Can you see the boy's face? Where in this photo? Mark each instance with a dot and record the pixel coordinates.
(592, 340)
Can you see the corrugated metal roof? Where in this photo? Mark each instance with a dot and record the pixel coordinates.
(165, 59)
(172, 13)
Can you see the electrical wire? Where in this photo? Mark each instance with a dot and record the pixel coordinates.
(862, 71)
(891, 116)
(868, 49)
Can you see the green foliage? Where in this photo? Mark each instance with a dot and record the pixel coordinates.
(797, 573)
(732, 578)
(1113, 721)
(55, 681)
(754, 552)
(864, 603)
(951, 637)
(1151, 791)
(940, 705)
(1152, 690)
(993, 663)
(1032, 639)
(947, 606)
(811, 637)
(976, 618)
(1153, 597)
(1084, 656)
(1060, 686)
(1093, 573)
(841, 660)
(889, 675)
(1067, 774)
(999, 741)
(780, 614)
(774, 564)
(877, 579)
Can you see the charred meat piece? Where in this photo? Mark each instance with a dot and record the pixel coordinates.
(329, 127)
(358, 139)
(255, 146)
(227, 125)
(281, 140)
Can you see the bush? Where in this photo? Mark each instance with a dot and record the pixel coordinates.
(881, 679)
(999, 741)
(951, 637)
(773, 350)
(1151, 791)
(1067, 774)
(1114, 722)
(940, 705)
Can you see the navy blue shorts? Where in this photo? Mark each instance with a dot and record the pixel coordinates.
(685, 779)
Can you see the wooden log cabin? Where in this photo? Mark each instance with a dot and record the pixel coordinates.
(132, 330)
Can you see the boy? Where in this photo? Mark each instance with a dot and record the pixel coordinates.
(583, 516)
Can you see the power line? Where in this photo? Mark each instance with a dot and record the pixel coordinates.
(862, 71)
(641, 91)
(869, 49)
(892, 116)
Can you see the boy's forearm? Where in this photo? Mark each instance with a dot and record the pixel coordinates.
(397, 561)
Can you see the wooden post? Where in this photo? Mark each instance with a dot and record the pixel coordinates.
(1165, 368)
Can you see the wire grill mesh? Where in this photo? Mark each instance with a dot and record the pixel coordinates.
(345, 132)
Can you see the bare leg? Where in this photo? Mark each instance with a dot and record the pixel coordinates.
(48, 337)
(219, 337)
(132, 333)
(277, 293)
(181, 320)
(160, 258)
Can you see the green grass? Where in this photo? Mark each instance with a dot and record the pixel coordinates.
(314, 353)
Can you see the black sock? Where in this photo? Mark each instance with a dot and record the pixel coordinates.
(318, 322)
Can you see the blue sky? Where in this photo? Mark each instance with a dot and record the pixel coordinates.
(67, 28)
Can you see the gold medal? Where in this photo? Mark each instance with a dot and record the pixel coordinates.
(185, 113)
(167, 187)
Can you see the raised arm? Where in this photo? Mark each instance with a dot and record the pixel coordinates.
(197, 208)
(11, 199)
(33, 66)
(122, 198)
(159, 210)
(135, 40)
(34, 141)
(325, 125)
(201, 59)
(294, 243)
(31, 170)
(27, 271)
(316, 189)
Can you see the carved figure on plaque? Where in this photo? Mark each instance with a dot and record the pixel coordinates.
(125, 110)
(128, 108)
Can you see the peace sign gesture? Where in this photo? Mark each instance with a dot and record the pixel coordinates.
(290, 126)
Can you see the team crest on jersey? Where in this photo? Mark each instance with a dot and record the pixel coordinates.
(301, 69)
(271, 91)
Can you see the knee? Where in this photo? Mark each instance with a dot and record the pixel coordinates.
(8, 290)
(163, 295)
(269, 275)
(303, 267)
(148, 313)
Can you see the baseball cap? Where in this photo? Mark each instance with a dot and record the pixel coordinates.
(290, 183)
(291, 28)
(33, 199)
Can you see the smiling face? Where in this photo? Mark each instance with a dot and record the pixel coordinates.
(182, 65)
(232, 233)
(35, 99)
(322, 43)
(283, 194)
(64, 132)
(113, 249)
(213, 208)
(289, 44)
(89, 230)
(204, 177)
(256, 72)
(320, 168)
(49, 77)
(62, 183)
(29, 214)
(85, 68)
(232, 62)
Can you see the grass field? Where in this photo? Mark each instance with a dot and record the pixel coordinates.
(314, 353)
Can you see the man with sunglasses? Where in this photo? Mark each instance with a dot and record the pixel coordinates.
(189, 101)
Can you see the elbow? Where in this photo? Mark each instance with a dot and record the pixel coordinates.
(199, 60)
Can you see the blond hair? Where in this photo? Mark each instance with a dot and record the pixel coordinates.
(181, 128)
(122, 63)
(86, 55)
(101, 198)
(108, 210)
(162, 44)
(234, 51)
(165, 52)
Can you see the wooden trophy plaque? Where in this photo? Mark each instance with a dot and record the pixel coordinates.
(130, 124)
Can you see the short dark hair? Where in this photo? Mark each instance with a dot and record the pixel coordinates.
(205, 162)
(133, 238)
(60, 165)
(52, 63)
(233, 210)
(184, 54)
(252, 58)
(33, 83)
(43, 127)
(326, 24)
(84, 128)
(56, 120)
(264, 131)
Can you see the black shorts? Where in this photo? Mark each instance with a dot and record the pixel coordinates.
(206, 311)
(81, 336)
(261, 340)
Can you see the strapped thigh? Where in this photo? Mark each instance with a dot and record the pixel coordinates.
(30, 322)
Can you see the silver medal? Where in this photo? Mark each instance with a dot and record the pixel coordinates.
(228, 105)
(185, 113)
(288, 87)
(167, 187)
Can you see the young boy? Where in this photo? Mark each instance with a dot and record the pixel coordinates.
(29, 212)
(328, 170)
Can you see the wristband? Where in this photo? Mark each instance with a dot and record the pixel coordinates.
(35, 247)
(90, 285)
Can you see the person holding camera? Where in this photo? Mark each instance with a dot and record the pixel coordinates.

____

Exercise >> Only the lines from the one containing "Can you see the young" through the last line of the records are to be set down, exactly as they appear.

Response to the task >>
Can you see the young boy? Where in this photo? Mark each instance with a dot and record the pixel coordinates.
(29, 212)
(328, 170)
Can you see the wristband? Where in this photo? Mark each instance with a dot and record the pixel coordinates.
(35, 247)
(90, 285)
Can you see the person holding camera? Where in this photo? Mark each instance with a dot and record the pixel coordinates.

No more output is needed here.